• _Excerpt_:
Flinders Ranges  2021  


Photographs and commentary: copyright Jonathan C Nevill,  2021, unless otherwise credited. Images of the Yellow-footed Rock Wallaby belong to Adobe Stock Photos. Camera: Samsung Galaxy S7.

The Flinders Ranges lie in arid country north of Adelaide, South Australia.

A large part of the ranges are protected within the Flinders Ranges National Park.


The ranges were formed hundreds of millions of years ago. Crustal formations pulled away from each other, forming a long north-south depression, called the Adelaide Geosyncline. This gradually filled with sediments, several kilometres deep, which became sedimentary rocks, such as sandstone, siltstone and limestone. With the progression of continental drift, these rocks were squashed as the crustal formations pushed together after a long separation. The Flinders Ranges today rise abruptly from a generally flat surrounding landscape, but are a mere shadow of their original mountain range which rose 1 to 3 km above the surrounding plain.


The Flinders Ranges were long inhabited by Australia's indigenous people. Over the last two centuries Europeans moved into what seemed suitable country for grazing sheep, but over time became a harsh and forbidding landscape, as the land's native grasslands were over-grazed, and groundwater aquifers were over-drawn. Today, many of the original grazing stations still survive, but with greatly reduced stocks. Some are worked by the same families, now in their fourth or fifth generation.  Tourism, largely grey nomads, provides many stations with additional income.


Many of the area's small towns, like Hawker and Quorn, have dwindling populations, as the demand for agricultural support services declines. 

People move from small towns to larger regional cities, such as Port Augusta. Many houses stand empty. The house pictured above was bought by Mount Little Station to support its tourism development. Tourists on the way to and from the station have access to this house in Hawker. The station promotes hiking, mountain bike trips and nature photography, as well as providing food and accommodation.

• _Data for this task_:
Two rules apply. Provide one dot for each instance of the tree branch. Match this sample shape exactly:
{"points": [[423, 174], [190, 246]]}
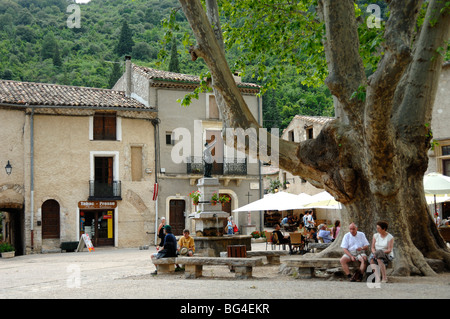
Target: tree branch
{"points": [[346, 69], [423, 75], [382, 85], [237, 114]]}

* * *

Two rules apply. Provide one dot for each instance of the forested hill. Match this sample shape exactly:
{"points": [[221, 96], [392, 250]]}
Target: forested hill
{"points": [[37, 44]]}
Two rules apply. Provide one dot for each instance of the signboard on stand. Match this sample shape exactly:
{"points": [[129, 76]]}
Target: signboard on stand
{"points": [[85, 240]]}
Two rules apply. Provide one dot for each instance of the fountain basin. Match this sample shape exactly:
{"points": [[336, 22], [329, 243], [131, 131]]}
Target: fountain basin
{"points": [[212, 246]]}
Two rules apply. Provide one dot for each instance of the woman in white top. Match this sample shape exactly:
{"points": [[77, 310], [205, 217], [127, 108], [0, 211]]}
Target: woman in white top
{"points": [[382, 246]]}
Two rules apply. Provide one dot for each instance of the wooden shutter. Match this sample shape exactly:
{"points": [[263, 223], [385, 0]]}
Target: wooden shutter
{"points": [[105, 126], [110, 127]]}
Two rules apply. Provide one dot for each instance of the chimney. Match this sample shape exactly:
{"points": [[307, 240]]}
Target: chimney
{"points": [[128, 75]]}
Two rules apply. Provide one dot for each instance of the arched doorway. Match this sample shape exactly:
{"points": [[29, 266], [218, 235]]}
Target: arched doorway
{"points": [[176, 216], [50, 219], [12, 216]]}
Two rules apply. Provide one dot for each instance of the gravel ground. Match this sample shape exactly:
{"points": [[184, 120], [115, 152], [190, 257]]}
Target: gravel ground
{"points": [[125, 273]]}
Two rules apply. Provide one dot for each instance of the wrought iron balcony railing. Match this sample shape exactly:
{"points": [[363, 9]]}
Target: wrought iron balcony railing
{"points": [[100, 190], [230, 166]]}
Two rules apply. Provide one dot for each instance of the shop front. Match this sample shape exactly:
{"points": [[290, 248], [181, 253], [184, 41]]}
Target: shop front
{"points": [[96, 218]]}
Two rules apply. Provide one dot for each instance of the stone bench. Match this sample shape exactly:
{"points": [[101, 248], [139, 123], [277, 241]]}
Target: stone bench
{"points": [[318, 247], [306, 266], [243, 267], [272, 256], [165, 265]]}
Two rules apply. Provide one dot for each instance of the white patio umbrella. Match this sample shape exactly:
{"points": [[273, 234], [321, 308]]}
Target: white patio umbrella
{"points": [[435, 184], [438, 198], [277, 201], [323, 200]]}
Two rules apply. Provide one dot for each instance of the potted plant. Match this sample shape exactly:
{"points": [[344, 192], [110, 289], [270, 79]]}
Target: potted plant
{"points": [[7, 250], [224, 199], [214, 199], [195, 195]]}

• _Stated task A_: Which sedimentary rocks does the Flinders Ranges text name?
• _Stated task B_: Pick out each line of the listing that contains the string "branch".
The listing has no connection to the Flinders Ranges text.

• _Written answer A_: Sandstone, siltstone and limestone.

• _Written answer B_:
Two rules apply. Provide one dot for each instance of the tree branch. Match this sample shape exactly:
Target: tree branch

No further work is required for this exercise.